Set problem: Pick out every line of the listing below that contains the string "white", copying each such line in full. Case counts.

Task input:
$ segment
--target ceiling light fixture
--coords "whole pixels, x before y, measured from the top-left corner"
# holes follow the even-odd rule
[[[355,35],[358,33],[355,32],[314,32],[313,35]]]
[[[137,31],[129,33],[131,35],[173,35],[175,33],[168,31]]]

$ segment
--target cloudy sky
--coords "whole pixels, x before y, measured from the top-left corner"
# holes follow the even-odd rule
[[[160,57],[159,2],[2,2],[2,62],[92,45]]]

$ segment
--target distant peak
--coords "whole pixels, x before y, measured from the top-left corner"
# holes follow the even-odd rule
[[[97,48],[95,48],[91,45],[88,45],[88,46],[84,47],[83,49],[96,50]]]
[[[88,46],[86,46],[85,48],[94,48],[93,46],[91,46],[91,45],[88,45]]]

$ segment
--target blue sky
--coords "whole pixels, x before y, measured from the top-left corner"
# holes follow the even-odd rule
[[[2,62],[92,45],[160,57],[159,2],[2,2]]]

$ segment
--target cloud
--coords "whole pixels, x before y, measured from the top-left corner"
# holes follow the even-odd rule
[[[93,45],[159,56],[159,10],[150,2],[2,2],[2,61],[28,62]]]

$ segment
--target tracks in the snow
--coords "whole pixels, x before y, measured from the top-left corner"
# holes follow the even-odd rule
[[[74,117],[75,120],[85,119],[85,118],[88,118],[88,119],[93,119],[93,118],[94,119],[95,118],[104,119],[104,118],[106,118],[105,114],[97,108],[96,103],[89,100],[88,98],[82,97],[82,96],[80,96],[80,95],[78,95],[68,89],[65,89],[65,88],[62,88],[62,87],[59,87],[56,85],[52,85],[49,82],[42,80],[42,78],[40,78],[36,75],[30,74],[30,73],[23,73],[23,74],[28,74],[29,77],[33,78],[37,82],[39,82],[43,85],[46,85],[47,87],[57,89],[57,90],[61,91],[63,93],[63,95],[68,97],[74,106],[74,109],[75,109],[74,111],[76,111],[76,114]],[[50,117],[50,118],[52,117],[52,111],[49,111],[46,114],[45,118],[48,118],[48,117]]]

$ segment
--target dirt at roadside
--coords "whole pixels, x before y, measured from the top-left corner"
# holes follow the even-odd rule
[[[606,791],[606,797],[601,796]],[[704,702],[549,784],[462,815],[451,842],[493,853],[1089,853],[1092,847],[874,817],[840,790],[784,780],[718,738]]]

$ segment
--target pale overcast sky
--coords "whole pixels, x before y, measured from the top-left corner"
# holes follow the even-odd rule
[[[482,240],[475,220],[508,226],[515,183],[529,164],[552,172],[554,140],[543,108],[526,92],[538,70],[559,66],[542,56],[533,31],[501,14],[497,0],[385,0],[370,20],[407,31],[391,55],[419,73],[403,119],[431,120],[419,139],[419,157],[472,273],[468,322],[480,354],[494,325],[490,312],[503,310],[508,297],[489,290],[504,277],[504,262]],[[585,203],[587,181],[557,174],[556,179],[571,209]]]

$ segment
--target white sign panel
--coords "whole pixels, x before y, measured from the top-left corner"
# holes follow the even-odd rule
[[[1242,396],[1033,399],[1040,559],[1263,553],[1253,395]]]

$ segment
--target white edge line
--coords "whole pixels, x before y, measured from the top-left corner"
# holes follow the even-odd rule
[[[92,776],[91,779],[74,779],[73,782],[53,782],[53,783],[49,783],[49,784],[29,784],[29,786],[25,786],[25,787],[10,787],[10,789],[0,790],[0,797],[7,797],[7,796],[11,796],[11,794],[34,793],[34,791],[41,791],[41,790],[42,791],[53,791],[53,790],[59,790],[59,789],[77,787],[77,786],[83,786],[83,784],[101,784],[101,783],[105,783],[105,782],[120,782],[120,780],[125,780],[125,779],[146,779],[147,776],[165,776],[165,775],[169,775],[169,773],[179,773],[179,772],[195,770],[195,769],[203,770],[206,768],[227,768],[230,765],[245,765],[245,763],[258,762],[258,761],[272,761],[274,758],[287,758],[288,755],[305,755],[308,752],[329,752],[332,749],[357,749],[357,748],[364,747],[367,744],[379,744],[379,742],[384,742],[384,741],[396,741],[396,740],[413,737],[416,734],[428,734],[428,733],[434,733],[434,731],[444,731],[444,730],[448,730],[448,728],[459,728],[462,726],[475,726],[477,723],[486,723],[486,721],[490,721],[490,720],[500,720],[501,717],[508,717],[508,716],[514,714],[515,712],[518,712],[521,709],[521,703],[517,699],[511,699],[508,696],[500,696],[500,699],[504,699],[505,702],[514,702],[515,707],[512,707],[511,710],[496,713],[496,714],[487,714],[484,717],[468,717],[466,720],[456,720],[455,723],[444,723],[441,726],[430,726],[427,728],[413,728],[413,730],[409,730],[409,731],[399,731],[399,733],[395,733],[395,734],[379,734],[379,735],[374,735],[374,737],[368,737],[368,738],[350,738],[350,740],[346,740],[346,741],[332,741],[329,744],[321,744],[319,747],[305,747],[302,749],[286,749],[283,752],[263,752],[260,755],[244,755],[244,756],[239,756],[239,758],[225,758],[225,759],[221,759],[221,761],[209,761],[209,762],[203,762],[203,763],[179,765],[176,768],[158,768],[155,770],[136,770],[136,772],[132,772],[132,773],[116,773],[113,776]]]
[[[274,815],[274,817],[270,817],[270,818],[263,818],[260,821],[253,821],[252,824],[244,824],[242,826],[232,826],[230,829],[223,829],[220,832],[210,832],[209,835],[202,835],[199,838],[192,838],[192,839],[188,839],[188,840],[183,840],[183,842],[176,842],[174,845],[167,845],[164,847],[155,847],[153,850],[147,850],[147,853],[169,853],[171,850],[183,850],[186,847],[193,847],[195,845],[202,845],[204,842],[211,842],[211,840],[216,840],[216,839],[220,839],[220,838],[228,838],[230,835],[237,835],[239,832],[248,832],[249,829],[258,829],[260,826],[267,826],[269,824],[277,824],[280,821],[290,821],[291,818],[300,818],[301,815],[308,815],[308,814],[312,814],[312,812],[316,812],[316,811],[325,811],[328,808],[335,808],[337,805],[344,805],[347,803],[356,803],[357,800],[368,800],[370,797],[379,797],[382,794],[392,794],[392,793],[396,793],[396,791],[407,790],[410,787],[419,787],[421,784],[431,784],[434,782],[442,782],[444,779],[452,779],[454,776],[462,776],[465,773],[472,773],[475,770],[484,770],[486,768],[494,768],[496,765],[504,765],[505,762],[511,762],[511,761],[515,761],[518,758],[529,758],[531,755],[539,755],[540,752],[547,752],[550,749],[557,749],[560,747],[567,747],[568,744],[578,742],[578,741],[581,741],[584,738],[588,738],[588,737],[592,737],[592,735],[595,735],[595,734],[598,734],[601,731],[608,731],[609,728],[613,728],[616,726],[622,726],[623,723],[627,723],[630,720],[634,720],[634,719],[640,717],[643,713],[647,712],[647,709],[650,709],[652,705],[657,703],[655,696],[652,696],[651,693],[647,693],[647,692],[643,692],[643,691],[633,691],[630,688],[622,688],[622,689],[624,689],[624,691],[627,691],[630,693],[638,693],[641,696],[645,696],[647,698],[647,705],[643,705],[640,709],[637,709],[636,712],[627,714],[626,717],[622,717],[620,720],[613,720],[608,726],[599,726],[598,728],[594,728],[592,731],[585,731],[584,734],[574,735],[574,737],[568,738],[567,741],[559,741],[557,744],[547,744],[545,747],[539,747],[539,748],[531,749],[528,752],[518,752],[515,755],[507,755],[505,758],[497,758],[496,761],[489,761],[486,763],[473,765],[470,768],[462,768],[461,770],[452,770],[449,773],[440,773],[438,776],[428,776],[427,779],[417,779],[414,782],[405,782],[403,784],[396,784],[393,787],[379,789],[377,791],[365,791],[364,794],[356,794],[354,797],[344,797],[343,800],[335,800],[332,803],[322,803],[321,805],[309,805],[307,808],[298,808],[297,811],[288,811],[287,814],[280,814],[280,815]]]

Final answer:
--target white sign panel
--target white edge line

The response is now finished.